É daí que surgiu a necessidade de “dados abertos” que empoderem o cidadão a fazer seu próprio uso dos dados como bem entender, em vez de ser “tutelado” pelos publicadores dos dados com análises prontas e receber documentos em texto em formato PDF que dificultam até mesmo realizar uma simples soma dos valores de uma coluna que estão em uma tabela. É também sobre ter independência e autonomia.
A disponibilização de dados abertos de forma regular e confiável também fomenta todo um ecossistema de serviços digitais que têm neles um insumo fundamental. Entre outras tantas aplicações, sistemas de inteligência artificial podem usar os dados para treinar seus modelos, por exemplo. Diversos estudos têm apontado, inclusive, os impactos econômicos da disponibilização de dados abertos e o seu papel no crescimento do produto interno bruto e no desenvolvimento sustentável das nações.
Ao contrário dos estados e dos municípios maiores, hoje em dia ainda é extremamente comum, especialmente em municípios menores, encontrar portais da transparência que não oferecem dados abertos. Têm apenas dados de receitas, despesas e licitações, frequentemente apenas em documentos PDF.
A LAI, em 2011, já trouxe, em seu art. 8º, exigências de abertura de dados, embora não utilizasse explicitamente o termo “dados abertos”. Mais tarde, também a Lei de Governo Digital, Lei n.º 14.129/2021 trouxe exigências mais detalhadas de transparência ativa em seu art. 21.
Pode-se dizer que, do ponto de vista conceitual, “dados abertos” vem geralmente associado à transparência, mas também como uma resposta às lacunas existentes nas práticas vigentes até hoje. No mesmo passo, percebe-se que as referências legislativas de dados abertos vêm todas cerca de uma década depois das de transparência. Tampouco existe a associação restritiva do conceito de dados abertos apenas com o aspecto fiscal e financeiro: dados abertos são sobre todo e qualquer domínio do conhecimento onde a organização atue. Onde se fala em dados abertos, é bem mais comum ver dados bastante específicos sobre a operação de uma determinada política pública, como, por exemplo a série histórica de preços dos combustíveis.
Uma conclusão sobre essa comparação é que transparência e dados abertos são conceitos que se complementam em vários aspectos, mas definitivamente não são a mesma coisa. Entretanto, pensar dados abertos apenas como mais uma forma de se atingir a finalidade da transparência é limitar as suas potencialidades. Em especial, aquelas voltadas à potencialização da economia digital.
+++
§ OBJETIVO DO EXERCÍCIO: Retome o texto sobre dados abertos e transparência, escrevendo a continuação a partir do ponto em que ele termina. As linhas seguintes foram tiradas de outra fonte.

§ TRECHO DE ORIGEM:
+++
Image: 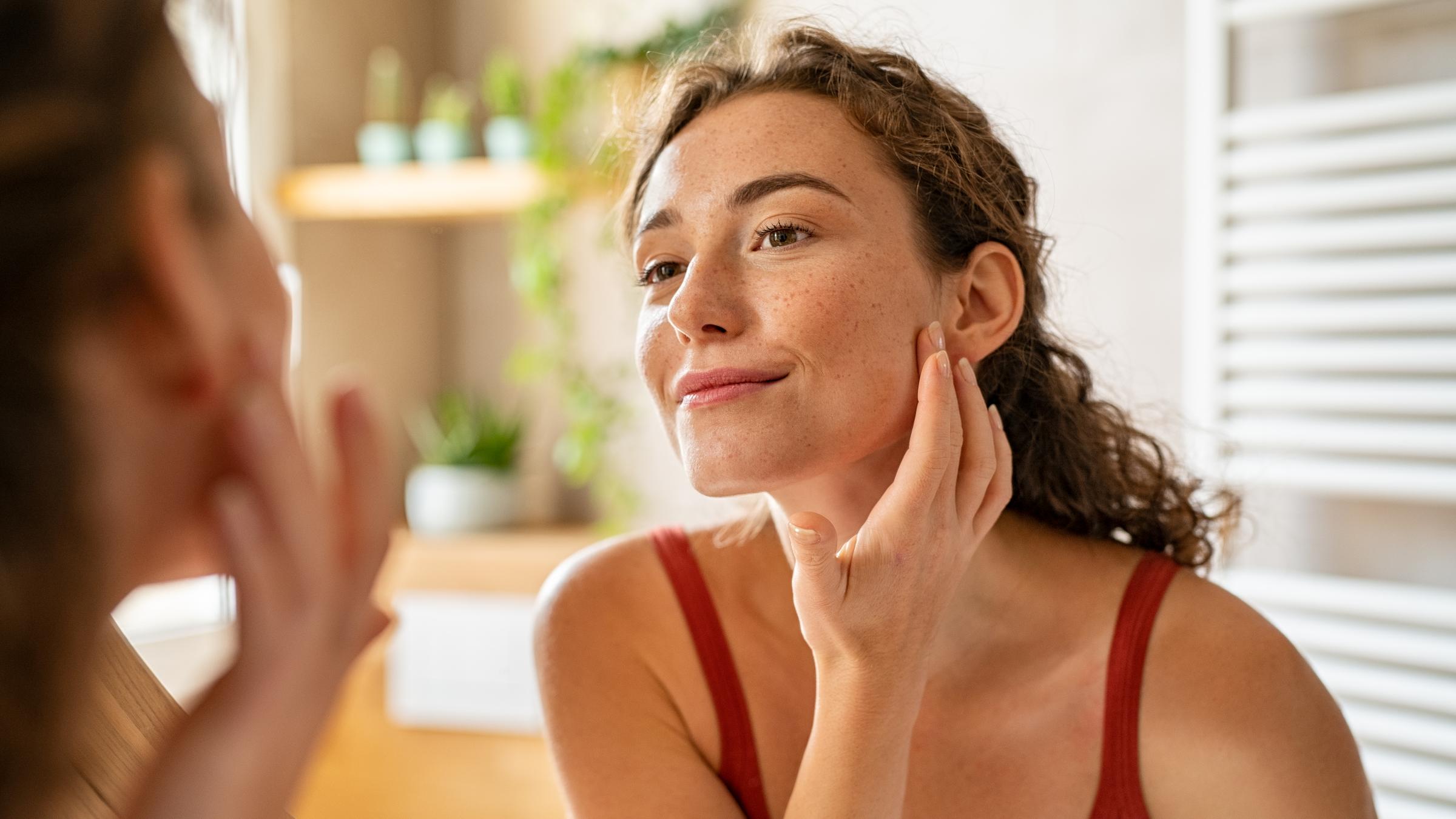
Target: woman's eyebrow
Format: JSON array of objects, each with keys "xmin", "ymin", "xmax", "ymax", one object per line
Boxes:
+++
§ RESPOSTA A SEGUIR:
A transição
Com isso, a “encomenda” que recebi ao final de 2018 foi de preparar a transição para que a CGU assumisse a responsabilidade pela política de dados abertos no poder executivo federal, no lugar do Ministério da Economia e da sua Secretaria de Governo Digital. Esse processo veio a culminar no Decreto 9.903, de 2019. O Portal Brasileiro de Dados Abertos e a INDA, com seu Comitê Gestor, também foram para a CGU, ficando o Ministério da Economia apenas com um assento no comitê, com participação semelhante a diversos outros ministérios.
Os últimos 4 anos
Desde que recebeu a política de dados abertos, a equipe da CGU vem passando por sucessivas trocas de gestão. O Comitê Gestor da INDA passou a se reunir com cada vez menor frequência. Alteraram a norma que definia, até então, essa periodicidade com bimestral para ser apenas de quatro em quatro meses. Porém, nem mesmo essa periodicidade foi cumprida: durante esses 4 anos, o Comitê se reuniu apenas 5 vezes. Em 2022, apenas uma única vez, em maio.
As atividades da INDA se pautavam por um Plano de Ação. A CGU elaborou um Plano de Ação para o período 2021-2022. Porém, segundo o monitoramento feito pela Open Knowledge Brasil, esse plano vem sendo alvo de sucessivos atrasos e adiamentos.
Quanto ao Portal Brasileiro de Dados Abertos, a CGU contratou, em 2021, com apoio da Unesco, uma reestruturação do mesmo. O portal já está no ar, mas os problemas se acumulam. Entre eles, a perda da memória do conteúdo histórico, tais como FAQs e páginas explicativas dos conceitos de conjuntos de dados e dados abertos, e também toda a wiki que continha os registros históricos de como operava a INDA até 2018. Há também dificuldade de se encontrar na nova interface os dados que se procura, já que os filtros de pesquisa não são facilmente encontráveis. O pior de tudo é a indisponibilidade da API do CKAN, que muitos órgãos públicos utilizavam para atualizar automaticamente os dados, inclusive o próprio Ministério da Economia.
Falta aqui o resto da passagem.